SHORT PROBLEM: Return each line of the material below that contains the word "stair", copied without changes.

(Point-based annotation data)
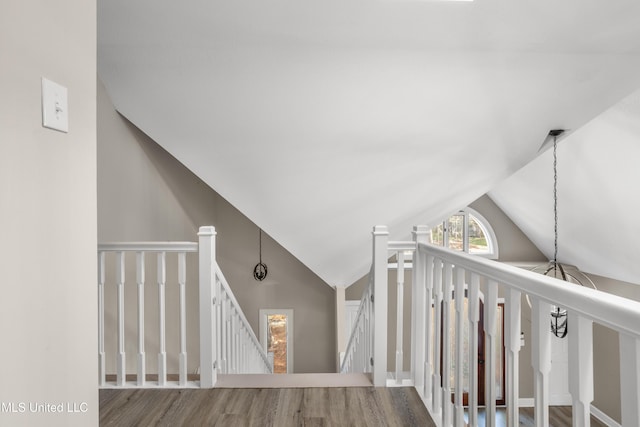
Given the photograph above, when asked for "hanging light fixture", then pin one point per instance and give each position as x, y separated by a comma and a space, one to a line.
260, 270
554, 269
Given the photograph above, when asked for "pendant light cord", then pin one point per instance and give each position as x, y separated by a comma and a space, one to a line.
555, 203
260, 246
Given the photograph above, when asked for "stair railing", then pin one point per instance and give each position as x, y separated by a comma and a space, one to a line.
438, 276
227, 341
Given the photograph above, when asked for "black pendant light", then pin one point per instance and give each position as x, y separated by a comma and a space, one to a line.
260, 270
554, 269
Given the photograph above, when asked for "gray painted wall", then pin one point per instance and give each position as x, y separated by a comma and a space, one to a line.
146, 194
48, 215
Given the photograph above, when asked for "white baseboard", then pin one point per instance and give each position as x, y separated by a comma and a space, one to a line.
604, 417
525, 402
528, 403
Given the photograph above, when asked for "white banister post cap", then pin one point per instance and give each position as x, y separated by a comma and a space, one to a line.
207, 230
420, 229
380, 229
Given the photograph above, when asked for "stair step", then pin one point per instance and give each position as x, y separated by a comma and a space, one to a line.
293, 380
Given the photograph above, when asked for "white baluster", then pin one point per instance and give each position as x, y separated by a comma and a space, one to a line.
541, 359
121, 374
101, 353
474, 318
218, 296
428, 324
490, 328
459, 328
418, 320
182, 281
224, 311
512, 356
437, 330
400, 317
162, 352
446, 345
234, 341
629, 379
142, 372
380, 304
580, 336
228, 337
206, 261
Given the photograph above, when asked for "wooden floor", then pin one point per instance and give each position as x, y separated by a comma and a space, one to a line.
559, 416
338, 406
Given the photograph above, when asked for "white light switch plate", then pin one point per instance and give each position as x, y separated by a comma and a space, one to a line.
55, 114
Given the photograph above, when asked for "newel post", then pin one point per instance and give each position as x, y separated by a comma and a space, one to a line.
380, 282
206, 266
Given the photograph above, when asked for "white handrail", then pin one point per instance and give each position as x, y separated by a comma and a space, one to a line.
438, 276
227, 342
610, 310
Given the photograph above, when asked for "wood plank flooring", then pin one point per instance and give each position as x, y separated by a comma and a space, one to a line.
338, 406
559, 416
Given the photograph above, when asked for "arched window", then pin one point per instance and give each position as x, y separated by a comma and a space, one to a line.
467, 231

RESPONSE TO THIS TASK:
Given the photograph above, when asked for "stair railing", then pin one point per instance and give each position as x, y separated by a comma and a space, one to a line.
Given the photograph above, when asked for "stair step", then pin one point per instance and give each position as x, y separated by a comma and a space, one to a line.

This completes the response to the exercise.